■ THE TASK
Reproduce the material below word for word. Begin at the line containing "Mark the pony's mane" and stop after the line containing "[748, 1062]".

■ RECORDS FOR THE TASK
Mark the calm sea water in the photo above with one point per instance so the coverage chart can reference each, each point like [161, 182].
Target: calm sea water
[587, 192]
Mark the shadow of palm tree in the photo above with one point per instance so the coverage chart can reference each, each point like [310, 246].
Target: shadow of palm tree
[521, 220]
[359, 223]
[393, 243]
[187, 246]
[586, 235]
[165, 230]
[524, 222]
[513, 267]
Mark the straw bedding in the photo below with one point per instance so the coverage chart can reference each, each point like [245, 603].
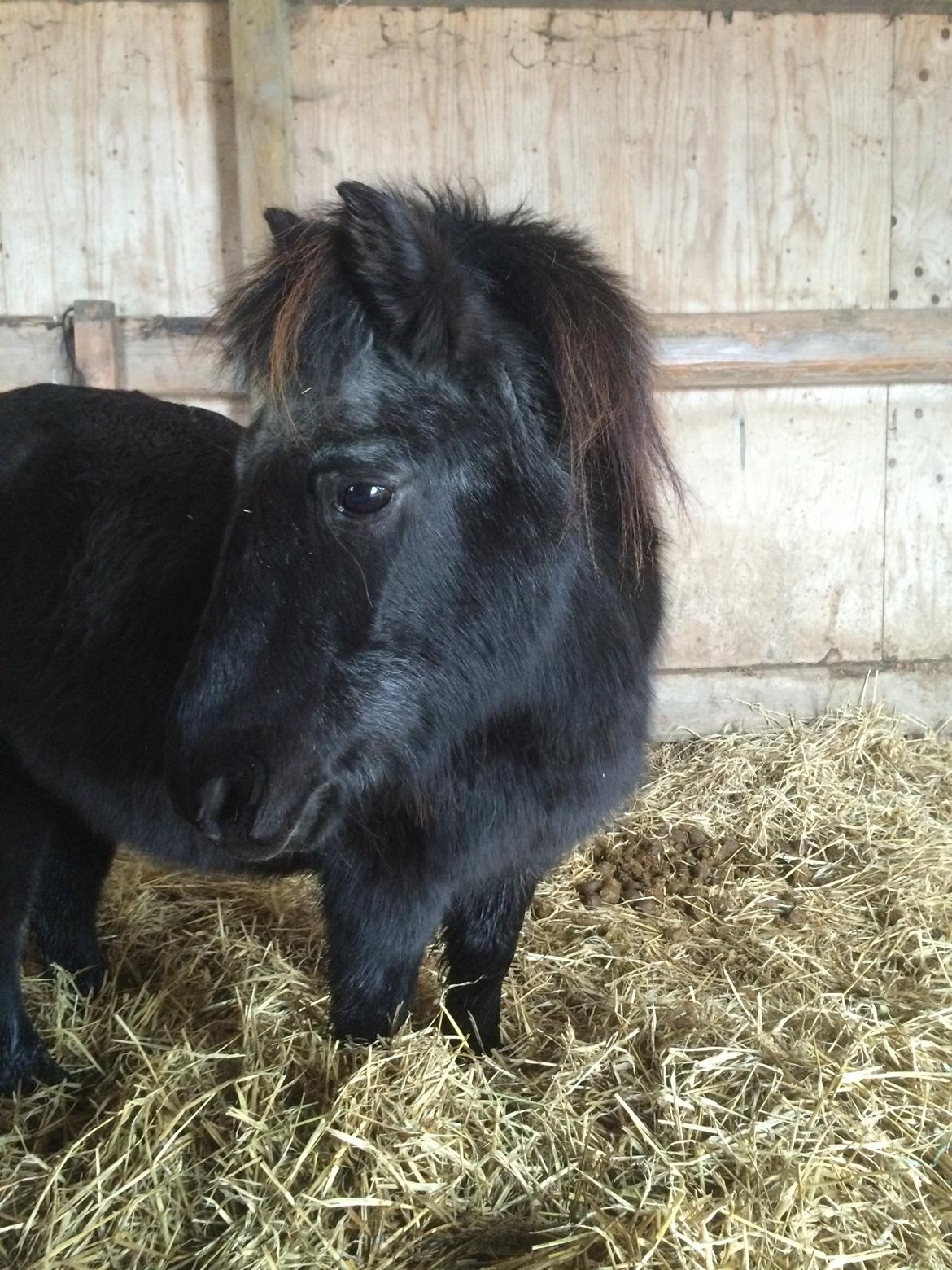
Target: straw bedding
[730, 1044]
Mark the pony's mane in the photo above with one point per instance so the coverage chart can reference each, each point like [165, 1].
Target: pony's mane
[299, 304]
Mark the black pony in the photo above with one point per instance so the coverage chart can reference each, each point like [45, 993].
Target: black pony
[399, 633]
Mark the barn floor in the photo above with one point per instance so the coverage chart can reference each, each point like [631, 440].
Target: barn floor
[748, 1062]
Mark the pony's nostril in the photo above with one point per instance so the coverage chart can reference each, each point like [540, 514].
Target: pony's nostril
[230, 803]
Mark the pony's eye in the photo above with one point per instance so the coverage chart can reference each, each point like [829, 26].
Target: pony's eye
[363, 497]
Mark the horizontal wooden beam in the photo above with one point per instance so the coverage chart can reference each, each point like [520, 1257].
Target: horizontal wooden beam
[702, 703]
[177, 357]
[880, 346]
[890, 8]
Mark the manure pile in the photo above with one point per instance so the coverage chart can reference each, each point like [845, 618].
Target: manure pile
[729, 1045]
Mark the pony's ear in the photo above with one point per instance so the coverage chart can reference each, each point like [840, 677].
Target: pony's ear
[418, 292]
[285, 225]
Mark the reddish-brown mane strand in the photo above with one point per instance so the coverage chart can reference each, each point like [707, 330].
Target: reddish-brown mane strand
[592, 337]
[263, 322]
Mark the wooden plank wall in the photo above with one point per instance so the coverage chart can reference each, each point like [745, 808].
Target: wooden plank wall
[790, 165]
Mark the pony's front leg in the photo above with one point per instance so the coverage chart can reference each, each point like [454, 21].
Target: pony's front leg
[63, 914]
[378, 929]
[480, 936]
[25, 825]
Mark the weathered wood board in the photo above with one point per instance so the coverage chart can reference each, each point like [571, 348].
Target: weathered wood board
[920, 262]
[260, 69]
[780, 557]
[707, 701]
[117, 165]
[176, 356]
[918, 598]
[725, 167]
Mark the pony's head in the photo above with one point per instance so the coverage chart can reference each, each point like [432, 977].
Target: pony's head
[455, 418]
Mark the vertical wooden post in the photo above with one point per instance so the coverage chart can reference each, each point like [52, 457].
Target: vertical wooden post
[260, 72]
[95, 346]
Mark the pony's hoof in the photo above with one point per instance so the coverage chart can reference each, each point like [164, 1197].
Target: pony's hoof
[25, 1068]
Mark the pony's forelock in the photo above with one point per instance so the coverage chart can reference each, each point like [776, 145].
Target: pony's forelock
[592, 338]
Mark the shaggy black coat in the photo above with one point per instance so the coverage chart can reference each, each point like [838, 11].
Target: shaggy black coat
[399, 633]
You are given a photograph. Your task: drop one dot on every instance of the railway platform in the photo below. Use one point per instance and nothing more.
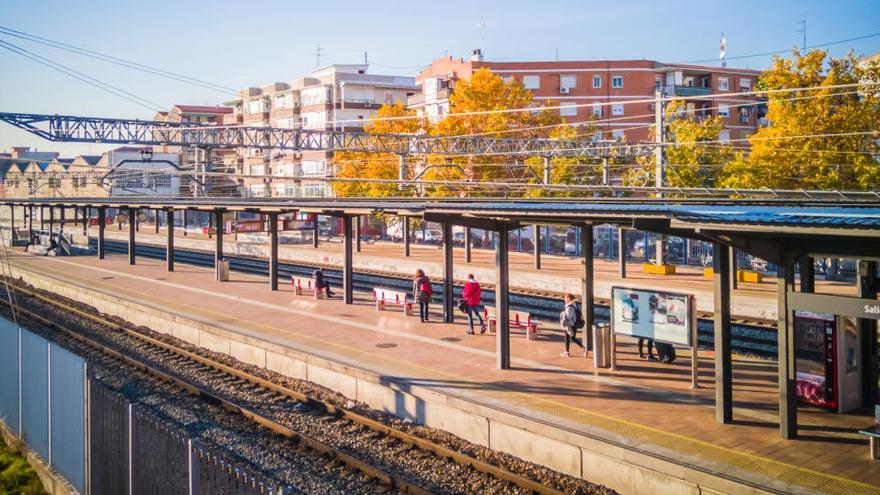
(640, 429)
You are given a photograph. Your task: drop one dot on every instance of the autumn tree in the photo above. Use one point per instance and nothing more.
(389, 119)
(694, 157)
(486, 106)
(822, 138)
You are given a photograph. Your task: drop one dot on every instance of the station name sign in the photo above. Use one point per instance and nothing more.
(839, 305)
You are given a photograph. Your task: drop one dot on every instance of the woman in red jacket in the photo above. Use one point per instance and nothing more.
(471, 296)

■ RESPONSE TO THIS TASK
Mark the pony's mane in the photo above with one point per instance so the coverage chart can reference each, each point like [165, 1].
Target: pony's mane
[299, 304]
Mark the black pony in the photo above with one point per instance so the coverage chart can reference each, each point like [45, 993].
Target: black pony
[399, 633]
Mark the barn floor in the photo above with one point per instance so the coverage chart can reference each, each point like [631, 440].
Target: barn floor
[748, 1062]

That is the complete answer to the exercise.